### Extract to read
********************

Re: [mirrorbrain] error with multiple ip addresses

From: Peter Pöml <poeml_at_cmdline.net>
Date: Fri, 27 Nov 2009 20:35:33 +0100
Hi David, hi Marten,

Am 12.10.2009 um 22:56 schrieb David Farning:

> Peter,
> Here is an interesting error.  The following site resolves to multiple
> ip addresses and causes mb new to throw and error.

Sorry for late reply.

There are two separate issues to note here.

> mb new nluug.nl -H http://ftp.nluug.nl/pub/os/Linux/distr/Sugar -F
> ftp://ftp.nluug.nl/pub/os/Linux/distr/Sugar
> warning: 'ftp.nluug.nl' resolves to a multiple IP addresses:
> 192.87.102.42, 192.87.102.43

At first, this mirror's hostname is resolving to two addresses, which  
means that the clients use any of the addresses at random (DNS round- 
robin). That's fine for load-balancing in general, but in our case it  
matters whether the content on the two replica servers are identical.  
If the content on the two servers behind the URL differs, then it is a  
problem. The file list that the scanner sees could be different at  
each run, and a client that is redirected might run into a "file not  
found".

********************

### Data
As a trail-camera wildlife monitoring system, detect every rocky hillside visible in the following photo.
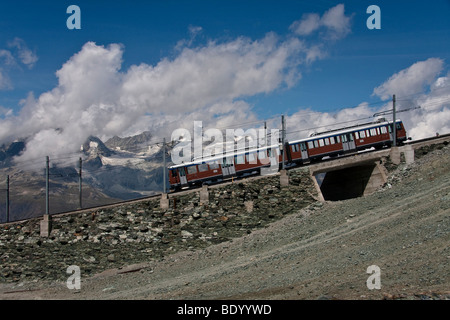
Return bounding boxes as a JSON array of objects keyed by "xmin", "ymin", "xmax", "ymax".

********************

### What to work on
1/ Do the following statements agree with the mailing-list reply about a mirror that resolves to multiple IP addresses? For each, answer yes or no and quote the words of the reply that decide it.
(a) The reply says there is only one issue to note.
(b) The reply calls DNS round-robin fine for load-balancing in general.
(c) The mirror's hostname resolves to two addresses.
2/ Retype the passage of the mailing-list reply starting at "Am 12.10.2009 um" and ending at "throw and error.".
3/ Continue the mailing-list reply about a mirror that resolves to multiple IP addresses from where it stops.

### Solved problems
1/
(a) No: "There are two separate issues to note here."
(b) Yes: "That's fine for load-balancing in general"
(c) Yes: "this mirror's hostname is resolving to two addresses"

2/
Am 12.10.2009 um 22:56 schrieb David Farning:

> Peter,
> Here is an interesting error.  The following site resolves to multiple
> ip addresses and causes mb new to throw and error.

3/
Having said that, with some mirrors this doesn't pose a problem, for  
instance when the file tree is mounted from a shared network storage,  
so it is in fact a single tree. It may also not be a problem if the  
content is synced between two storage systems really really quickly  
and reliably (also depending on the frequency of changes in the tree  
at all). But in many cases that I have seen there are actually two (or  
more) different servers, with different storage systems, sometimes  
different admins. Synchronization can lag, or break.

So, DNSrr is not necessarily a problem, but experience shows that it's  
a source of trouble and best avoided.

Therefore, "mb new" spits out the warning that the IP of ftp.nluug.nl  
resolves to more than one address.

It is best to add such a site as two separate mirrors, by using the  
"direct" hostname that resolves to the individual IP addresses. There  
usually is an individual hostname; if not, the IP itself could be  
used. The admins won't mind since the load balancing is happening  
anyway.

Thus, you would do:

mb new ftp1.nluug.nl -H 'http://ftp1.nluug.nl/pub/os/Linux/distr/ 
Sugar' -F ...
mb new ftp2.nluug.nl -H 'http://ftp2.nluug.nl/pub/os/Linux/distr/ 
Sugar' -F ...


As a consequence, the mirrors will be scanned separately, and the  
content of each be maintained in the database. For mirrors that have  
one actual storage that may be unwanted, but if that's sure (because  
the admins confirm this) then the mirror could still be entered as  
"one". As you did so far. That's why "mb new" issues only a warning.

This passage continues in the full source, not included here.